**Çözülecek Görevler:**
• a. Sanat ve çocuklar üzerine sohbete göre şu ifadelerin her biri metinle uyuşuyor mu: (i) Melis ile çocukları İstanbul Modern'de toplam üç farklı sergi gezdi; (ii) Gizem çocukken ailesiyle sık sık sergi gezmiş; (iii) Memo, güvenlik görevlisinin ilk uyarısının ardından eserlere dokunmayı bıraktı? Her biri için evet ya da hayır yazın ve kararı belirleyen sözcükleri metinden birebir alıntılayın.
• b. Sanat ve çocuklar üzerine sohbette "Melis: Yaa evet, uzuuun" sözcüklerini içeren yerle açılıp "Hangi sergiyi gezdiniz?" ile kapanan kısmı olduğu gibi tekrar yazın.

**Sayfa Metni:**
____________
Güncelleme Tarihi:
Gizem: Gördüm sizi sosyal medyada hafta sonu. Çocuklarla sergi geziyordunuz. Çok imrendim Melis.
Melis: Yaa evet, uzuuun pandemi arasından sonra sanata kavuştuk. Sanatın insanı zenginleştirdiğini, ruhuna zarafet kazandırdığını düşünüyorum. O yüzden de çocuklarımın sanatla yakınlık kurmaya başlamalarını çok istiyorum.
Gizem: Düşündüm de annemlerle hiç sergi gezmemişim. Dolayısıyla sanatla tanışmam geç oldu. Çocukların rutinine böyle etkinlikler dahil etmek önemli. İleride kolaylıkla bir alışkanlığa dönüşüyor. Hangi sergiyi gezdiniz?
Melis: İstanbul Modern’de ‘Etkileşimler’ sergisini gözüme kestirmiştim ama gitmişken her katını, toplam 3 farklı sergiyi gezdik. Ama sanma ki çocuklar her eseri bayılarak inceliyor. Mehmet bir ara sıkıntıdan bayılmak üzereydi! Sonra baktım bazı eserleri ilginç buluyor. İşte o zaman “Bu resim sana ne hissettirdi, neden ilginç sence” gibi sorular sordum. Çocuklarını tanımak için de iyi bir yol. Memo’nun kurallara uymaya alışması açısından da faydalı oluyor. Güvenlik görevlisi eserleri ellememesi gerektiğini 13’üncü kez söyleyince vazgeçti mesela!
Gizem: Peki Deniz?
Melis: Deniz zaten resme çok yetenekli. Orada da daha ilgiliydi tabii. Ona olan katkısını da şöyle gözlemledim: Bir resme bakarken “Ressam burada boyaları yaymayı unutmuş anne” dedi. “Bence unutmamış kızım, özellikle o şekilde kullanmış boyaları ve bu bende çok değişik bir duygu yarattı, çok hoşuma gitti” dedim. Mükemmeliyetçi bir yapısı olan Deniz, bir şeyin mükemmel olmadan da güzel olabileceğini fark etti o an. Yani ikisinde de farklı bakış açıları geliştirme konusunda faydalı olduğunu gözlemledim. Bence sen de Lorin’i götürmeye başlayabilirsin.
____________
**İncelenecek Veriler:**

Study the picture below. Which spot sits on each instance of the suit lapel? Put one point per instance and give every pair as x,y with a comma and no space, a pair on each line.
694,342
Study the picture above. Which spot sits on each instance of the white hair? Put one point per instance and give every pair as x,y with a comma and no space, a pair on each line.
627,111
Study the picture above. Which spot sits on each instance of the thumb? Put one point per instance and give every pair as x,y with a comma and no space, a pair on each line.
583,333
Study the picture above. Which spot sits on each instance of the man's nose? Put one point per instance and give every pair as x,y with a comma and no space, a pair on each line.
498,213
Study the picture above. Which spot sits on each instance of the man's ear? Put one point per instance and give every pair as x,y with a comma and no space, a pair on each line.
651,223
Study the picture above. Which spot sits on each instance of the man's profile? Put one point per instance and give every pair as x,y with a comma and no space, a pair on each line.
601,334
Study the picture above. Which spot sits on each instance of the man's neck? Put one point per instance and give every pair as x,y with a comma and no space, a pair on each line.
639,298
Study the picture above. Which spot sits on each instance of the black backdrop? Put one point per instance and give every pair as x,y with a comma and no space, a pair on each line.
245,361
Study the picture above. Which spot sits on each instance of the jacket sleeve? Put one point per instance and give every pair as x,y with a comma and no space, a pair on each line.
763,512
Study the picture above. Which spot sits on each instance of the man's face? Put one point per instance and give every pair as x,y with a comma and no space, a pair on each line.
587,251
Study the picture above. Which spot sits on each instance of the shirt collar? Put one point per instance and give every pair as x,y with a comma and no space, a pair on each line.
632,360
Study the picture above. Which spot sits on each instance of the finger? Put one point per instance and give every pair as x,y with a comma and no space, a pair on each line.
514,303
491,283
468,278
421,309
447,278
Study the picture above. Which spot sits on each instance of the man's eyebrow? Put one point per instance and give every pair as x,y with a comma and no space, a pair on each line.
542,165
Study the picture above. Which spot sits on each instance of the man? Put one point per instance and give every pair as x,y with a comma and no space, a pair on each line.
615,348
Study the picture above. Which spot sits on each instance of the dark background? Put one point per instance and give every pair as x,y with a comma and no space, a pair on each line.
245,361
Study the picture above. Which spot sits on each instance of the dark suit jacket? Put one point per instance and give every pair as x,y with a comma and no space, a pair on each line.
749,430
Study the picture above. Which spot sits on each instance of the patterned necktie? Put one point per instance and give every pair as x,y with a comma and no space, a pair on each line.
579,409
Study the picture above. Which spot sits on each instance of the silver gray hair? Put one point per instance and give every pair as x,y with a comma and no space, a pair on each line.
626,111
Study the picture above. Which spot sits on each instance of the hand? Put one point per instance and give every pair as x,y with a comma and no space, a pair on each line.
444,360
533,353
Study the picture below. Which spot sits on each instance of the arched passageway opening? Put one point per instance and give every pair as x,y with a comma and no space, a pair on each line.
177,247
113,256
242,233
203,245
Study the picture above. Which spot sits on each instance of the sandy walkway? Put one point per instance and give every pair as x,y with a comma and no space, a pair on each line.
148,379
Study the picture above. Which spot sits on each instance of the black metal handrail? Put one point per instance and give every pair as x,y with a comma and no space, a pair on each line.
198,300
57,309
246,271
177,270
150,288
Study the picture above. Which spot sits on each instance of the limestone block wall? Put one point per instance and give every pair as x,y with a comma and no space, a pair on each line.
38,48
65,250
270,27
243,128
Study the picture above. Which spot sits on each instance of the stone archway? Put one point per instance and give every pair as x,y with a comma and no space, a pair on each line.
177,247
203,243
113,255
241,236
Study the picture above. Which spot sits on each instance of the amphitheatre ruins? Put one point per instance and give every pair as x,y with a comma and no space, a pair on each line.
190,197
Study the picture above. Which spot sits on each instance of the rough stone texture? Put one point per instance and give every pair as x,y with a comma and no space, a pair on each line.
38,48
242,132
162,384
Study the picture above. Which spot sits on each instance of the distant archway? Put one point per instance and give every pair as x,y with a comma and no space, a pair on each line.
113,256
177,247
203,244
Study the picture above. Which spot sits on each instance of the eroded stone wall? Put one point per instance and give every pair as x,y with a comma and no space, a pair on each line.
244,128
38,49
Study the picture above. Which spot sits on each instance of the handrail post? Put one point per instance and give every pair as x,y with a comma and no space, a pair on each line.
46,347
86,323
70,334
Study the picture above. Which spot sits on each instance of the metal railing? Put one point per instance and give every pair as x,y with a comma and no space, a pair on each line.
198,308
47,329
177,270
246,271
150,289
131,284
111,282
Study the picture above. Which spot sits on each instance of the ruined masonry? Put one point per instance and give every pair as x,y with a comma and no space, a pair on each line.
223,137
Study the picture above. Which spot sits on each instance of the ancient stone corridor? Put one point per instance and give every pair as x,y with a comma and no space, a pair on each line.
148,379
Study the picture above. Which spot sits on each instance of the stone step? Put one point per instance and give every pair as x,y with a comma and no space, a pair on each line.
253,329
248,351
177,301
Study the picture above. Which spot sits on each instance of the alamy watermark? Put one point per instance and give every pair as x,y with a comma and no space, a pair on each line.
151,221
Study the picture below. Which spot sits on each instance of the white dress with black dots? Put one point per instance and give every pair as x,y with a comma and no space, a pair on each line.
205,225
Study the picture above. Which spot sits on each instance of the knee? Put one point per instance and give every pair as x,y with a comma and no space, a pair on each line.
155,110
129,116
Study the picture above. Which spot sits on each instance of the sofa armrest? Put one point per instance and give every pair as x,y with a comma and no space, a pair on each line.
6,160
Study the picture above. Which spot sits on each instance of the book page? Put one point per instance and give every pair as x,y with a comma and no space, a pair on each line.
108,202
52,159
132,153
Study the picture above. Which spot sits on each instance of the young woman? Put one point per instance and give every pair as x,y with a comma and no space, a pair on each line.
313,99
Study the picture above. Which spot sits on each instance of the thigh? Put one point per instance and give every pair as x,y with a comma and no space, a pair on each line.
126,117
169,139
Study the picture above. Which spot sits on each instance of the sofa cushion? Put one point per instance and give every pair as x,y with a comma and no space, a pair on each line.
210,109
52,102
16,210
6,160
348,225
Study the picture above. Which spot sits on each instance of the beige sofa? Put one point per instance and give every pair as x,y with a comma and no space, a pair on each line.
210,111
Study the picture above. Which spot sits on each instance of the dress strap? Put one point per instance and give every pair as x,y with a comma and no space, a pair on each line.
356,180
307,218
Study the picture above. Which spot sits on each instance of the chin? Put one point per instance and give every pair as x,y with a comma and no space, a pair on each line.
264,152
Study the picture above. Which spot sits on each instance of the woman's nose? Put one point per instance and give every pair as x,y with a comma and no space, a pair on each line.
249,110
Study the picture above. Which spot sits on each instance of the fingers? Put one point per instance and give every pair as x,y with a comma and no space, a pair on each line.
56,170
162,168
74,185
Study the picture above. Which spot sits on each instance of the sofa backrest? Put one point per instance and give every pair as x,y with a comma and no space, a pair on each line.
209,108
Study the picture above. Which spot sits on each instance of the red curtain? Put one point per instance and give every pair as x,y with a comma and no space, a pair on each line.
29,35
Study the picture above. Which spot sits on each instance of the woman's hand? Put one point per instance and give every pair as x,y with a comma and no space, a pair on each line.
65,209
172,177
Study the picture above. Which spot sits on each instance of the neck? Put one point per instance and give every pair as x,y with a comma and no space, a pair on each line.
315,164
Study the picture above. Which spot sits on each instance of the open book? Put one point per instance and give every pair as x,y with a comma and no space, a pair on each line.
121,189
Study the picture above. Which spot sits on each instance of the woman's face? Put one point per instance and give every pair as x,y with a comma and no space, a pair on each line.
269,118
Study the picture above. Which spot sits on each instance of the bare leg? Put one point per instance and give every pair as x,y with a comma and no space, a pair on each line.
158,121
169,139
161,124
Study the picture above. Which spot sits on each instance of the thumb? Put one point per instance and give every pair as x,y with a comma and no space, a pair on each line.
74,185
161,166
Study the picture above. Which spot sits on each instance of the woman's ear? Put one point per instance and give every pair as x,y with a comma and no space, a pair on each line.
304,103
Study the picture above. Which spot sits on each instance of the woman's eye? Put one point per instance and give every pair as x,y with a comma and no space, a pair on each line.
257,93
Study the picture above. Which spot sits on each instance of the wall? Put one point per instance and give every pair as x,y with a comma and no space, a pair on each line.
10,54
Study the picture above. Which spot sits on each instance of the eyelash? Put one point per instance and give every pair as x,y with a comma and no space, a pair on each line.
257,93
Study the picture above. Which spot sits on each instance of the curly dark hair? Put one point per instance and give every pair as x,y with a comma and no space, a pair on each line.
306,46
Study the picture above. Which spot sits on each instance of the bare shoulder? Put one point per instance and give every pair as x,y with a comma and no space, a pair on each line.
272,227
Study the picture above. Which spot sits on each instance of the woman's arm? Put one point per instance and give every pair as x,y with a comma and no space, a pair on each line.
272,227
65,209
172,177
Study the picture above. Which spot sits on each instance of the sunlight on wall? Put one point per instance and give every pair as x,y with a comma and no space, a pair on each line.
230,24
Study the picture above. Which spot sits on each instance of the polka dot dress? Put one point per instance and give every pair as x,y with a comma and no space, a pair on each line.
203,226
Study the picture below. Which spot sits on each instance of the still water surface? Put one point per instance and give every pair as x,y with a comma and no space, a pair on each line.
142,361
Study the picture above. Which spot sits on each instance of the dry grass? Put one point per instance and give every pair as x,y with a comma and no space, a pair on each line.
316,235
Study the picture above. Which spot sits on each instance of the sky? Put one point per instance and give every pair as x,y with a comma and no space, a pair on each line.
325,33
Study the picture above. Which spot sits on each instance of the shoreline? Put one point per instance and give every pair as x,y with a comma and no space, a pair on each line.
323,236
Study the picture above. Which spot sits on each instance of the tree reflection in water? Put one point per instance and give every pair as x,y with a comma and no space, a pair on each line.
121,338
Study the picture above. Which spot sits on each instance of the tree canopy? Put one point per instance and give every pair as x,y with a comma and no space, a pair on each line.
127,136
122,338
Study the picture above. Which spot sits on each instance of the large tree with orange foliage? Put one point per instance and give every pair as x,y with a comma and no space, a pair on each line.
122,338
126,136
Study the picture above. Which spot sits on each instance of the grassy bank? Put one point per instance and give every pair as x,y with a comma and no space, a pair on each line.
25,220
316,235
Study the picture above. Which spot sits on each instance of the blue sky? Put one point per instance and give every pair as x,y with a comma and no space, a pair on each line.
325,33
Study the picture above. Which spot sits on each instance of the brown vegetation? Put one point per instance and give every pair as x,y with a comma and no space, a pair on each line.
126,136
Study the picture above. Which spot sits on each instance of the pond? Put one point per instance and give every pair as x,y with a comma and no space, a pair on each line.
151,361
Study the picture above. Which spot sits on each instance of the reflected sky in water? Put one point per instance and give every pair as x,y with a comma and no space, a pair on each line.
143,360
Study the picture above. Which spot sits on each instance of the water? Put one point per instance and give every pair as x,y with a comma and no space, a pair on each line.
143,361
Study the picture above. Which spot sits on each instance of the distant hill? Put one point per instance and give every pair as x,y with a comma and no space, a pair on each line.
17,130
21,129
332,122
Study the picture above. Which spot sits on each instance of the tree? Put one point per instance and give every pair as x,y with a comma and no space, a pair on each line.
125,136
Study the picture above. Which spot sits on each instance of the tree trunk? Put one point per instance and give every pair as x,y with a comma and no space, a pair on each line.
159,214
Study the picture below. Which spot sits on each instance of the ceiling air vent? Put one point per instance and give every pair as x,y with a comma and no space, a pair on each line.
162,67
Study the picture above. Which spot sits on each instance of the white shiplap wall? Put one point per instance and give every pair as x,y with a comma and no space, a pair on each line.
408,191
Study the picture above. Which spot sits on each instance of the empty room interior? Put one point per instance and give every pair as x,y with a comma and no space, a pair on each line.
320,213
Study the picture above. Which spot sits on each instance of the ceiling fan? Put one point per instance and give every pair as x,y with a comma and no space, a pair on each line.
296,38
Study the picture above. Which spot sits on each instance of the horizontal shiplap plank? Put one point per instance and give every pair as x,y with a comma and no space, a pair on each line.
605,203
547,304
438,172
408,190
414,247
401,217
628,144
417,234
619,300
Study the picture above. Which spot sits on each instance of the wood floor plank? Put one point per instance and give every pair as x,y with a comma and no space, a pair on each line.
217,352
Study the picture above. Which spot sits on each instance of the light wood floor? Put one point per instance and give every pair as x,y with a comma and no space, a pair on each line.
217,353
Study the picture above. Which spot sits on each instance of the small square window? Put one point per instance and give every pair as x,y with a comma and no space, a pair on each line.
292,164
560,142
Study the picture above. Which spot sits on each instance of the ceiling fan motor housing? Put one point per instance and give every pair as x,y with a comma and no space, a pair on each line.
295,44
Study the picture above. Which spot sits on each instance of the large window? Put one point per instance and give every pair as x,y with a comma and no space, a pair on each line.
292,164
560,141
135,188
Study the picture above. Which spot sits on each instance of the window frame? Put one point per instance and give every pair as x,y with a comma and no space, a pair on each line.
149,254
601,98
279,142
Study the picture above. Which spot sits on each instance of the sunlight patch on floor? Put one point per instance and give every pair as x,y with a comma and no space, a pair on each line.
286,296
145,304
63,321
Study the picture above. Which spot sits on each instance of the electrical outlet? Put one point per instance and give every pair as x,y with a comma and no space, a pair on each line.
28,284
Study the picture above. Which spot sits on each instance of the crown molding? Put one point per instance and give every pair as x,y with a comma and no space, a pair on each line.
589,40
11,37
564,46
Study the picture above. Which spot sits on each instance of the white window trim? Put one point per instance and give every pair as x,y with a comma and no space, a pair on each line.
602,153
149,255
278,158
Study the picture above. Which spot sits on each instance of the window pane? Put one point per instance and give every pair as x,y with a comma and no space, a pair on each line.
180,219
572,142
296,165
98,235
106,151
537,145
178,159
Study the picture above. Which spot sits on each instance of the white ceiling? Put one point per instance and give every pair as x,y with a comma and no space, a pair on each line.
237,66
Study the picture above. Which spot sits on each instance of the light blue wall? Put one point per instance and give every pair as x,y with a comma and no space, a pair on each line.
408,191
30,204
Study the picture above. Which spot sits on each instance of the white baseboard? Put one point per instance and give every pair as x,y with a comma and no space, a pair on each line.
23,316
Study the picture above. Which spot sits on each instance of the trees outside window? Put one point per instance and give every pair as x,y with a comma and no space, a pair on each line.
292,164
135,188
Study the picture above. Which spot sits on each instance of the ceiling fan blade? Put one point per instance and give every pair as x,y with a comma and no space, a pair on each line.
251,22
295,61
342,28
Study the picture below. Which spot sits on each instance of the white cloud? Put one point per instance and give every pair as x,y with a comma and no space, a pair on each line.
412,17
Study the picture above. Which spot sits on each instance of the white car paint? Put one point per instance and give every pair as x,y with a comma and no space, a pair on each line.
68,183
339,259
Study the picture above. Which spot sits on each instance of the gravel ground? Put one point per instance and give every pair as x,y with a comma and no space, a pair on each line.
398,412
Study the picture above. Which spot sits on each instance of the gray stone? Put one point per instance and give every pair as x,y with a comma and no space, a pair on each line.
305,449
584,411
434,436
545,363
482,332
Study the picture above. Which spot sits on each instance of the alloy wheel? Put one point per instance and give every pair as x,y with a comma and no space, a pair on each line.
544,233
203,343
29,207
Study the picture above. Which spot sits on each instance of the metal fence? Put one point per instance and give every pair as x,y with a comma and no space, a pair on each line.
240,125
____________
**Beklenen Sonuçlar:**
• a.
(i) Evet: "gitmişken her katını, toplam 3 farklı sergiyi gezdik"
(ii) Hayır: "annemlerle hiç sergi gezmemişim"
(iii) Hayır: "Güvenlik görevlisi eserleri ellememesi gerektiğini 13’üncü kez söyleyince vazgeçti"

• b.
Melis: Yaa evet, uzuuun pandemi arasından sonra sanata kavuştuk. Sanatın insanı zenginleştirdiğini, ruhuna zarafet kazandırdığını düşünüyorum. O yüzden de çocuklarımın sanatla yakınlık kurmaya başlamalarını çok istiyorum.
Gizem: Düşündüm de annemlerle hiç sergi gezmemişim. Dolayısıyla sanatla tanışmam geç oldu. Çocukların rutinine böyle etkinlikler dahil etmek önemli. İleride kolaylıkla bir alışkanlığa dönüşüyor. Hangi sergiyi gezdiniz?